In the data below, how many lines include the word "trace"? Give only the number.

----- DATA IN THIS EXERCISE -----

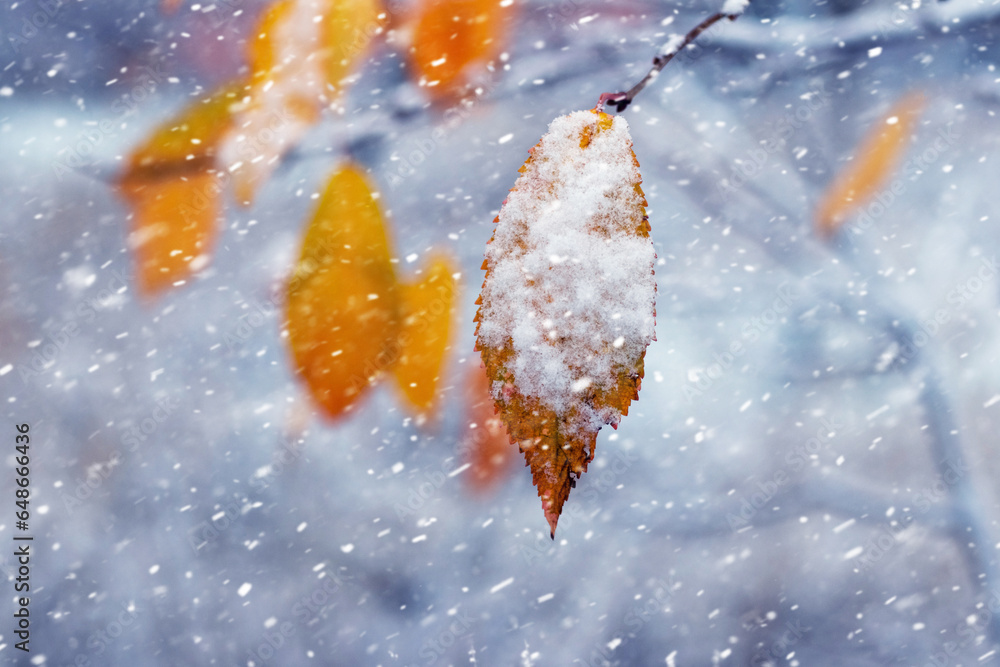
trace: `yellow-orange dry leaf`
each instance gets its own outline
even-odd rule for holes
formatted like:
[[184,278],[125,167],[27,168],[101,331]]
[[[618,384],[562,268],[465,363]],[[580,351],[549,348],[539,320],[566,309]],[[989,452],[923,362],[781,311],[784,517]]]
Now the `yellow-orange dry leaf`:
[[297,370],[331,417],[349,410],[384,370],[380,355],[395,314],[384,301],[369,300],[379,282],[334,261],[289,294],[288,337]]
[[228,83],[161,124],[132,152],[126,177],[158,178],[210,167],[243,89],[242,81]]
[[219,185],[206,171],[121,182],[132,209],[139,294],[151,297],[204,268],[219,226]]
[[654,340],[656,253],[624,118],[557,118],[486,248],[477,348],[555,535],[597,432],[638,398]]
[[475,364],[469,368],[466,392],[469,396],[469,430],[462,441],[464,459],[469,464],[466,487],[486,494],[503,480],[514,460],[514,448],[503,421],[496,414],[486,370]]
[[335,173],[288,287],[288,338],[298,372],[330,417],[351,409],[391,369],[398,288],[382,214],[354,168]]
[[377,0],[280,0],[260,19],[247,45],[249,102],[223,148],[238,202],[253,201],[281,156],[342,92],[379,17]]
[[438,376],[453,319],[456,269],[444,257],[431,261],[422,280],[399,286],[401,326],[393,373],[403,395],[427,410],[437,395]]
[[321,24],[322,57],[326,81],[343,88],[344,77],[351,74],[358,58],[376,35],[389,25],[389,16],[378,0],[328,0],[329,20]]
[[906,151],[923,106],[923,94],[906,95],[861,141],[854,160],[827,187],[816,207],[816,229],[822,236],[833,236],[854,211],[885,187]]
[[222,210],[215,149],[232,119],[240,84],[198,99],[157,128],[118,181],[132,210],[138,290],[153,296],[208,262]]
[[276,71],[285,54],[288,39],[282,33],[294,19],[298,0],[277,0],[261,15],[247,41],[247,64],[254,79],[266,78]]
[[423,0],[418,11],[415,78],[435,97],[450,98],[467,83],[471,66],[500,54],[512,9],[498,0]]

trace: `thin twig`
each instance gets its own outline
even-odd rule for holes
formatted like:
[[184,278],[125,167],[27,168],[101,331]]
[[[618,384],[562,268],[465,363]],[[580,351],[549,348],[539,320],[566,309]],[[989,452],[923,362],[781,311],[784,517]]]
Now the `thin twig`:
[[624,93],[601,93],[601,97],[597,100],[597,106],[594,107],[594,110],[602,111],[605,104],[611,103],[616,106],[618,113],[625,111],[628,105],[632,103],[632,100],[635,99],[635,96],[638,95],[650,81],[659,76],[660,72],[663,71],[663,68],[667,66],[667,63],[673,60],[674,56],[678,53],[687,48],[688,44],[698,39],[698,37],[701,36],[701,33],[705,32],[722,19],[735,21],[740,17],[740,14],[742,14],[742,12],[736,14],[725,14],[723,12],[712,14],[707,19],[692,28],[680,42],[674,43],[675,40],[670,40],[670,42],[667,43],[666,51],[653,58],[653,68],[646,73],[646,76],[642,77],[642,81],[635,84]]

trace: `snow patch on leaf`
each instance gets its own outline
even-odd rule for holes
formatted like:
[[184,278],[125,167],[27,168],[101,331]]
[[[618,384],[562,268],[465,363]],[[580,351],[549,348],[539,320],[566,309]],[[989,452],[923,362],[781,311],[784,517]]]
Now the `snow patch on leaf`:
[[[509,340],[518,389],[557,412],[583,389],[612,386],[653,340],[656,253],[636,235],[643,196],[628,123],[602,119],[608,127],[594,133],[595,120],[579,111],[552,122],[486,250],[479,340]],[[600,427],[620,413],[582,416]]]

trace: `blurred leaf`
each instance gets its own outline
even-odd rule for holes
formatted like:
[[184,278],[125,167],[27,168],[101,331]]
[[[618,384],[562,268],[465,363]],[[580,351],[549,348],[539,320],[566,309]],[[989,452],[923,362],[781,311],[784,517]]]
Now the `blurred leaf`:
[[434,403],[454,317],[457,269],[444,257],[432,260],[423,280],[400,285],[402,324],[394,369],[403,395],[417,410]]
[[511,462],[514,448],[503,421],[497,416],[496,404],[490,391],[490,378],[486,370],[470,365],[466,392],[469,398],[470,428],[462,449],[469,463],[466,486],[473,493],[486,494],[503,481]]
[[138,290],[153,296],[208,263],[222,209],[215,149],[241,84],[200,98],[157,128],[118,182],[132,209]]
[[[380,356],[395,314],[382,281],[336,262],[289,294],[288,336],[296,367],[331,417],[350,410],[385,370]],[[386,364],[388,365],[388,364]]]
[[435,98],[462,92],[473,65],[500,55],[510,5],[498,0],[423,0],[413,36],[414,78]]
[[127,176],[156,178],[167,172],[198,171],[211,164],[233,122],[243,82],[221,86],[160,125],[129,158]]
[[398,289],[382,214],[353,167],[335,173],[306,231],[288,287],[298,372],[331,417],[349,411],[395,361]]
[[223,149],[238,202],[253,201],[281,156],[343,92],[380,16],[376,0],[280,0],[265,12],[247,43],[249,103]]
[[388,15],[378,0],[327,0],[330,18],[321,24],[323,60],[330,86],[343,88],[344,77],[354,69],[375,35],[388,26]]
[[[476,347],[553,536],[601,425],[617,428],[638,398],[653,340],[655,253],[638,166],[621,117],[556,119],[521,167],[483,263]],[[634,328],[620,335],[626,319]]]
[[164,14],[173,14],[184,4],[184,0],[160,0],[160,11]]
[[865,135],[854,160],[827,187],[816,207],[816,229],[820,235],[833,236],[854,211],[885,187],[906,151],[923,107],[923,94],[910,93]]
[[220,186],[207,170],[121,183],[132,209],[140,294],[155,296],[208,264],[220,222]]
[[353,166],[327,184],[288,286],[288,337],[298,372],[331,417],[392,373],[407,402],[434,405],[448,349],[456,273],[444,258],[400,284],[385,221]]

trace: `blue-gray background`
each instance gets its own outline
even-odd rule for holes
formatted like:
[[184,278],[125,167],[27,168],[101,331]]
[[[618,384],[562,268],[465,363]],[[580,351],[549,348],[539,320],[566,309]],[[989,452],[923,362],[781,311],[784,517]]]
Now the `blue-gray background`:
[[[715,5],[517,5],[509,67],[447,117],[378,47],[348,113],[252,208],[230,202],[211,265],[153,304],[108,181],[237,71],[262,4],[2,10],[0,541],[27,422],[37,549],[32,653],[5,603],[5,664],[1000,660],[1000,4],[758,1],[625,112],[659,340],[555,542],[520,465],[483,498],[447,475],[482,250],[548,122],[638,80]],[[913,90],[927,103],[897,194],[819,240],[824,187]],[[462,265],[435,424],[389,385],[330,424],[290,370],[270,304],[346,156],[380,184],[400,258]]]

-----
----- DATA IN THIS EXERCISE -----

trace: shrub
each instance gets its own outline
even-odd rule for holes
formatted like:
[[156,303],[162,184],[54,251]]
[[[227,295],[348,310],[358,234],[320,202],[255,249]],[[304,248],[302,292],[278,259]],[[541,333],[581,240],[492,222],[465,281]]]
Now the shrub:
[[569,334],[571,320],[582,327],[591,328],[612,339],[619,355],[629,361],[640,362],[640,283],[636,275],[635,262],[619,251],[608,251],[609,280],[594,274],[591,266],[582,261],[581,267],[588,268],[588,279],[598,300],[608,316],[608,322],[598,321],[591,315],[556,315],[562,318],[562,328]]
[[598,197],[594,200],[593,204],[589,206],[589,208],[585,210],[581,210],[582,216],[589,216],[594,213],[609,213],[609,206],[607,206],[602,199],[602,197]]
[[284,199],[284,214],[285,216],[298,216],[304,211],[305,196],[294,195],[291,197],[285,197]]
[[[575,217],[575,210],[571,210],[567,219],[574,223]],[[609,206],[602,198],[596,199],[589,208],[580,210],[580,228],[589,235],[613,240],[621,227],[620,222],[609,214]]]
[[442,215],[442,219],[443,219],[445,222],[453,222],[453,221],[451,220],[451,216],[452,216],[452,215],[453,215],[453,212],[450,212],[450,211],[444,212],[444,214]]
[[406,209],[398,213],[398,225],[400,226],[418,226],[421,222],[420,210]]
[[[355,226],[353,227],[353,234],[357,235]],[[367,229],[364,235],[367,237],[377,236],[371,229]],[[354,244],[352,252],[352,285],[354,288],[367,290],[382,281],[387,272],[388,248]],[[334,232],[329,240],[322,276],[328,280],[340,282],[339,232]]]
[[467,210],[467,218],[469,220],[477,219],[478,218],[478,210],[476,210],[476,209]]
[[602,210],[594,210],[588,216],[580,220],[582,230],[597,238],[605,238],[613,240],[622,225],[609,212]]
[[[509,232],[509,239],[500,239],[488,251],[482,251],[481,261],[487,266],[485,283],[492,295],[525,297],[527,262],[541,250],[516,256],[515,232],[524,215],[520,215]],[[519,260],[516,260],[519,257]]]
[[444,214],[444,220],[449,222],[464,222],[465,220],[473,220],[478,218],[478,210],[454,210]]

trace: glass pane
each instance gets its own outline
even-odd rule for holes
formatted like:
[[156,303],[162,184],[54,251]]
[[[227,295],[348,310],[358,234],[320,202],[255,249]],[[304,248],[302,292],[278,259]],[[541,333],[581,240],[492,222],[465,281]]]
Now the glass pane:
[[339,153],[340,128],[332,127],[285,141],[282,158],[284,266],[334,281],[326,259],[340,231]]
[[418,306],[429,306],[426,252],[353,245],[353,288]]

-----

* _SOLUTION_
7